PROBLEM STATEMENT =>
Repeat the records exactly. Every line must match.

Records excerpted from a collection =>

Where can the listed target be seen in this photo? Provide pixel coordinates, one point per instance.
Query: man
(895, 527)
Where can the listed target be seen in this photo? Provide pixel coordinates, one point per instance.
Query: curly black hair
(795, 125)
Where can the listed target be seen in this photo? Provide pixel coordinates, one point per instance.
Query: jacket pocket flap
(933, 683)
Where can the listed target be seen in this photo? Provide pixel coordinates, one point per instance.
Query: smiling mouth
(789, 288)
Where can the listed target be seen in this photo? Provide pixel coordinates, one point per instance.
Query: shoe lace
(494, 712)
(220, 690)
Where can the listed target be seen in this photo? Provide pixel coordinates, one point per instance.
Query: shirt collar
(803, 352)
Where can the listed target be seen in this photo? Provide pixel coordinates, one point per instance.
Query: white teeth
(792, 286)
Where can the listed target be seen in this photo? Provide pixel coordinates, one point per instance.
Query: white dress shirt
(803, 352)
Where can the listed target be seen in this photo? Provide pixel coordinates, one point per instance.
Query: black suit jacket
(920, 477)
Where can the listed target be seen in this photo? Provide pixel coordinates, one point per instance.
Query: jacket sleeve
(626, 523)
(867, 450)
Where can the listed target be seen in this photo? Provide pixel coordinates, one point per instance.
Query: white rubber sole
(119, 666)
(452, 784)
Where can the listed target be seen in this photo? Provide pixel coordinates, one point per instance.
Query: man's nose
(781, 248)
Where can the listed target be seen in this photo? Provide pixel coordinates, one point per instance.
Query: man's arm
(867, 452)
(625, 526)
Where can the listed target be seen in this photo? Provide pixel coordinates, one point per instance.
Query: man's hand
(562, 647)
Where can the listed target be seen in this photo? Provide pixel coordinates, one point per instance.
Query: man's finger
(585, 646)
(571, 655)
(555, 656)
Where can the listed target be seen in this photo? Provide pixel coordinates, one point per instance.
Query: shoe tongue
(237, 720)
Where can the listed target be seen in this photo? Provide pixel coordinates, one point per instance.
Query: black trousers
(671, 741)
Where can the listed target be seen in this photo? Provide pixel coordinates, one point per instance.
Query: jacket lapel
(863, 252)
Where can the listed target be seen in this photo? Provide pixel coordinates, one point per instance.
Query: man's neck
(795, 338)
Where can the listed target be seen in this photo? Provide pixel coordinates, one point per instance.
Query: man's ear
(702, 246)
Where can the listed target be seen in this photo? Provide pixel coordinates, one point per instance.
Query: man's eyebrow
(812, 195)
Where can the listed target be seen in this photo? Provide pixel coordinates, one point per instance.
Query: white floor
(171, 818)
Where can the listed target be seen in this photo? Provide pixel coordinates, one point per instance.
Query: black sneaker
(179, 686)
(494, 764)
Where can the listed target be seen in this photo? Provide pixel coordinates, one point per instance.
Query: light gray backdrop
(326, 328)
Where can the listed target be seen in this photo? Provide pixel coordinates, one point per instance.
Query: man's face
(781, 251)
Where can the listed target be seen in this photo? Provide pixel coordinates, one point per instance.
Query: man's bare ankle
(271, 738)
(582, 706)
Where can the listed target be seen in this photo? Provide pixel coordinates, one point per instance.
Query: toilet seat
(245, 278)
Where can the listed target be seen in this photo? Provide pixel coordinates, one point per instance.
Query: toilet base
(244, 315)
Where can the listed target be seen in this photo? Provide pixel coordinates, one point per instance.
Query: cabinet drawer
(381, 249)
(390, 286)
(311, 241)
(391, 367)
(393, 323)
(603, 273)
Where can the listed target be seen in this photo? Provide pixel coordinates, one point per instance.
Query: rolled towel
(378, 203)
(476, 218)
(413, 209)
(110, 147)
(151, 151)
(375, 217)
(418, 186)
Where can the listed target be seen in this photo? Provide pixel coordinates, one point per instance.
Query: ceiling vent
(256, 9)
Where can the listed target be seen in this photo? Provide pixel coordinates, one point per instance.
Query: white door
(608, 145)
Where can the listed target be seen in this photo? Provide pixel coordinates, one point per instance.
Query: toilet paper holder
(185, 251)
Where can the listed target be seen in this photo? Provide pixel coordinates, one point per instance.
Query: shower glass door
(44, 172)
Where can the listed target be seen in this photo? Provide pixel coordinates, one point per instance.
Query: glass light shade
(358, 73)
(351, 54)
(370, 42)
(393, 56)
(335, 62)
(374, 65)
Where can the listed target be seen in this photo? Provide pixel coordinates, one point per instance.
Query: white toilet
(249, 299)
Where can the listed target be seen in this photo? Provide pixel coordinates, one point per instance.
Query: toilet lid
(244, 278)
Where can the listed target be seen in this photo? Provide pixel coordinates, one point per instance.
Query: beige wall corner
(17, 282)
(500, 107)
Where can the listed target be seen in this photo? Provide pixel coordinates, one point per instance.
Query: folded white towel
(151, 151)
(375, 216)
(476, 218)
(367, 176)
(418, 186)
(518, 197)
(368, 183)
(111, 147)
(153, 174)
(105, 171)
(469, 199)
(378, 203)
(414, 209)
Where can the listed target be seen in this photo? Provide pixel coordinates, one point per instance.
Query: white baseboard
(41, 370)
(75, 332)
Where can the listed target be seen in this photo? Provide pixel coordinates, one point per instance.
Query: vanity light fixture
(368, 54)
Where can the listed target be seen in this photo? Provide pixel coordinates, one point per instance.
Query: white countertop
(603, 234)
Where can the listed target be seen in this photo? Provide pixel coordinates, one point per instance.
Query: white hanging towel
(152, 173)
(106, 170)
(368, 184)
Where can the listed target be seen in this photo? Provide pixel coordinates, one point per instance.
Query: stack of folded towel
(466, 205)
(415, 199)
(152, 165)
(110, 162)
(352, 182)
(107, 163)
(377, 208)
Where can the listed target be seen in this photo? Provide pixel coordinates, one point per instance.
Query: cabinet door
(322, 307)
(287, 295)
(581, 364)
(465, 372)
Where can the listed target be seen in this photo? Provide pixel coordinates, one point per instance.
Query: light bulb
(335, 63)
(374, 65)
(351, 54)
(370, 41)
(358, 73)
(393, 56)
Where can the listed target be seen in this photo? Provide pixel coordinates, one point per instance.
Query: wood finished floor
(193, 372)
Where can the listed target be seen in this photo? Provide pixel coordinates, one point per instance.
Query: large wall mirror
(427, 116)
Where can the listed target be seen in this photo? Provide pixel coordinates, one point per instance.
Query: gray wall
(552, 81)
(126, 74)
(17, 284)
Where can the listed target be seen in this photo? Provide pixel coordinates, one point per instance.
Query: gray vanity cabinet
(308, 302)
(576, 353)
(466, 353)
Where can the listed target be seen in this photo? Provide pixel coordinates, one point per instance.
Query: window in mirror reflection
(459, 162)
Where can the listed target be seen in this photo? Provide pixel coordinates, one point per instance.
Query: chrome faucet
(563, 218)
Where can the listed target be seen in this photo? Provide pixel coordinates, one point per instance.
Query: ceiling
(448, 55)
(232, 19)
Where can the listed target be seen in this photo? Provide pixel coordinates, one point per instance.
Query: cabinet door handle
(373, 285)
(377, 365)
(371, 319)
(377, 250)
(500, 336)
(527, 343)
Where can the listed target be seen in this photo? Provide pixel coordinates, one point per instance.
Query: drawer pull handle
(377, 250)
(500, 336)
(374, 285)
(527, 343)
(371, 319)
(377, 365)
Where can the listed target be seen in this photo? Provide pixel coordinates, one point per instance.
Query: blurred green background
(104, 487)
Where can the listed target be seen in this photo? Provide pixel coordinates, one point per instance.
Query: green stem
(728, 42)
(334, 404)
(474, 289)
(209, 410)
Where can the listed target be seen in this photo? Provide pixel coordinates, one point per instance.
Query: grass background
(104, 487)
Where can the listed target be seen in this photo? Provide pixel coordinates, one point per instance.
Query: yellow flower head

ANSWER FOR THIS EXERCISE =>
Where can the listed target be seen in this photo? Provide pixel coordinates, one point per instance.
Query: man
(895, 527)
Where can the listed target be seen in this photo? Provide pixel coordinates, one point per instance.
Query: curly black hair
(795, 125)
Where can the listed target be seen in this photo? Provide pixel coordinates, one point per instance.
Query: jacket pocket flap
(933, 683)
Where can the listed target be seen in this photo? Provide pixel coordinates, one point per instance.
Query: smiling mouth
(789, 288)
Where can the listed target be seen in this photo? Provide pixel coordinates, one point per instance.
Query: shoe lace
(494, 712)
(220, 690)
Where can the listed target be seen in this photo? Provide pixel coordinates, one point per instance.
Query: shirt collar
(803, 352)
Where can the listed target be seen in this photo? Provide pixel coordinates, one point per instance.
Query: white teeth
(792, 286)
Where can the listed target be seen in this photo? Provide pixel coordinates, one point per instance.
Query: white dress shirt
(803, 352)
Where can the listed target be seen in this photo? Provide pixel coordinates, one point per instance.
Query: black suit jacket
(920, 477)
Where can the listed target be seen in this photo? Provide pixel coordinates, one point per instance.
Query: jacket sleeve
(626, 523)
(867, 450)
Where can the listed target be seen in this photo? Provide pixel coordinates, one point per instance.
Query: white rubber sole
(119, 666)
(452, 784)
Where can the listed target be seen in this photo? Provide pixel coordinates, one point per instance.
Query: man's nose
(781, 248)
Where can the listed target be seen in this photo? Provide pixel coordinates, one point per instance.
Query: man's arm
(867, 452)
(625, 526)
Where can the listed target be seen in this photo? Provide pixel coordinates, one point per instance.
Query: man's hand
(562, 647)
Where can the listed target be seen in this photo? Provide pixel coordinates, one point per instance.
Query: man's finger
(585, 646)
(571, 655)
(555, 656)
Where can the listed target be seen in this photo? Provide pixel coordinates, one point per instance.
Query: shoe tongue
(237, 720)
Where can the listed target be seen in this photo? Provide pixel coordinates, one point per instance.
Query: black trousers
(671, 741)
Where can the listed target be seen in this photo? Provide pixel coordinates, one point per instance.
Query: jacket lapel
(863, 252)
Where can the listed target be seen in this photo? Provide pixel coordinates, one point per instance.
Query: man's neck
(795, 338)
Where can the listed target be seen in this photo? Provide pixel coordinates, one point per instance.
Query: man's ear
(702, 246)
Where can the listed target be seen in this photo? Provide pixel coordinates, one point per instance.
Query: man's eyebrow
(812, 195)
Where can the listed target be seen in this photo? Provide pixel coordinates, one point per instance.
Query: white floor
(171, 818)
Where can the listed target be seen in this photo? Provide pixel coordinates, one point per instance.
Query: black sneaker
(179, 686)
(494, 764)
Where can the listed target be seen in this photo? Provide pixel coordinates, one point per instance.
Query: light gray backdrop
(326, 328)
Where can the listed target be seen in this photo? Provide pixel coordinates, one point per instance.
Query: man's face
(781, 251)
Where can the listed target be seen in this photo? Provide pixel coordinates, one point per instance.
Query: man's bare ankle
(271, 738)
(582, 706)
Where can the listed target be seen in this photo? Provide pixel coordinates, one point per instance.
Query: toilet seat
(245, 278)
Where can the listed target be seen in this photo? Provide pixel coordinates, one point per instance.
Query: toilet base
(244, 315)
Where can the listed target be seen in this photo? Provide pixel coordinates, one point per instance.
Query: cabinet drawer
(381, 249)
(390, 286)
(311, 241)
(391, 367)
(393, 323)
(603, 273)
Where can the listed target be seen in this photo? Provide pixel coordinates, one point per instance.
Query: rolled towel
(378, 203)
(476, 218)
(413, 209)
(110, 147)
(151, 151)
(375, 217)
(418, 186)
Where can the listed target be seen in this photo? Provide pixel coordinates, one point per instance.
Query: ceiling vent
(256, 9)
Where can the listed target be seen in this photo? Provide pixel coordinates, one point per instance.
Query: white door
(608, 145)
Where can the listed target be seen in this photo? Provide pixel coordinates, one point per instance.
Query: toilet paper holder
(185, 251)
Where can the listed target be seen in this photo? Provide pixel coordinates, one point per instance.
Query: shower glass door
(44, 172)
Where can the listed target be seen in this photo? Provide pixel coordinates, one point per instance.
Query: glass light shade
(358, 73)
(351, 54)
(370, 42)
(393, 56)
(335, 62)
(374, 65)
Where can the listed target be seen in this photo? Provide pixel coordinates, one point per instance.
Query: white toilet
(249, 299)
Where can the listed target be seen in this photo? Provide pixel coordinates, one point per instance.
Query: toilet lid
(244, 278)
Where can the listed target be seen in this photo? Provide pixel coordinates, one point per instance.
Query: beige wall corner
(17, 282)
(500, 107)
Where can the listed target be seen in this photo? Provide pixel coordinates, one point per instance.
Query: folded white towel
(151, 151)
(375, 216)
(476, 218)
(367, 176)
(418, 186)
(518, 197)
(368, 183)
(111, 147)
(153, 174)
(105, 171)
(469, 199)
(378, 203)
(414, 209)
Where can the listed target be seen in this photo? Provide pixel coordinates, one point per instance.
Query: white baseboard
(41, 370)
(75, 332)
Where can the listed target be seen in this photo? Provide pixel coordinates, one point per instance.
Query: vanity light fixture
(368, 54)
Where can the listed target be seen in this photo? Provide pixel coordinates, one point per instance.
Query: white countertop
(603, 234)
Where can the listed target be seen in this photo? Provide pixel coordinates, one point per instance.
Query: white hanging towel
(152, 173)
(106, 170)
(368, 184)
Where can the listed target be seen in this photo? Provide pixel coordinates, one point per instance.
Query: stack of folded towel
(466, 205)
(415, 199)
(152, 165)
(110, 162)
(352, 182)
(107, 163)
(377, 208)
Where can the listed target be seen in this photo? Provide pixel coordinates, one point per instance.
Query: cabinet door
(322, 307)
(287, 295)
(581, 364)
(465, 372)
Where can the listed target be seen in this photo? Provide pixel coordinates, one point per instance.
Query: light bulb
(335, 63)
(374, 65)
(351, 54)
(370, 41)
(358, 73)
(393, 56)
Where can the listed target be seen in this photo? Provide pixel coordinates, one point per instance.
Query: wood finished floor
(193, 372)
Where can the listed target be seen in this photo? Provide pixel coordinates, one point per instance.
Query: large wall mirror
(427, 116)
Where can the listed target be seen in this photo? Provide pixel coordinates, one point per instance.
Query: gray wall
(552, 81)
(126, 74)
(17, 284)
Where can the listed target be seen in this photo? Provide pixel coordinates, one point per instance.
Query: gray vanity cabinet
(308, 302)
(576, 353)
(466, 353)
Where can the listed target be seen in this photo? Provide pixel coordinates, one point per instance.
Query: window in mirror reflection
(459, 162)
Where can the listed target be seen in this photo? Provide pixel coordinates, one point per instance.
Query: chrome faucet
(563, 218)
Where can the listed target be seen in this photo? Provide pixel coordinates, one point per instance.
Query: ceiling
(448, 55)
(232, 19)
Where can the listed target be seen in this photo? Provide pixel coordinates, one point per instance.
Query: cabinet door handle
(373, 285)
(377, 365)
(371, 319)
(377, 250)
(500, 336)
(527, 343)
Where can the listed target be seen in this photo? Provide pixel coordinates, one point per instance.
Query: drawer pull handle
(377, 250)
(500, 336)
(374, 285)
(527, 343)
(371, 319)
(377, 365)
Where can the listed target be seen in this photo? Provide pixel coordinates, one point per instance.
Query: blurred green background
(104, 487)
Where can the listed target be seen in this photo? Provide pixel coordinates, one point per instance.
Query: green stem
(728, 42)
(334, 404)
(474, 289)
(209, 410)
Where can the listed target be seen in this photo? Provide pixel coordinates, one point per instance.
Query: grass background
(104, 487)
Where can the listed target be seen in this photo? Provide pixel coordinates, one point per instance.
Query: yellow flower head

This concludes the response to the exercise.